Pointing data:
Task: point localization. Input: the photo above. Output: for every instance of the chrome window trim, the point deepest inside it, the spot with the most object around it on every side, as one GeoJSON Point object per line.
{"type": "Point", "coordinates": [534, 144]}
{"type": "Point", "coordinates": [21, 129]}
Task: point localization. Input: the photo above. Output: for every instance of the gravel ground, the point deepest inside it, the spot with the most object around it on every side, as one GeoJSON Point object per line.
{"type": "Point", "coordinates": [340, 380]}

-- AIM OF THE EXERCISE --
Change every "point localization" in the data above to "keypoint detection", and keep all other text the same.

-- FINAL ANSWER --
Task: keypoint detection. Input: the photo above. Output: for every instance of the chrome window trim, the point deepest inside it, the spot with the most object around it on every side, as one GeoJSON Point object per line.
{"type": "Point", "coordinates": [534, 144]}
{"type": "Point", "coordinates": [21, 129]}
Task: keypoint detection. Input: the photo above. Output: for every instance of the gravel ground, the point deepest inside it, the spot with the most object around it on every side, as one GeoJSON Point object per line.
{"type": "Point", "coordinates": [340, 380]}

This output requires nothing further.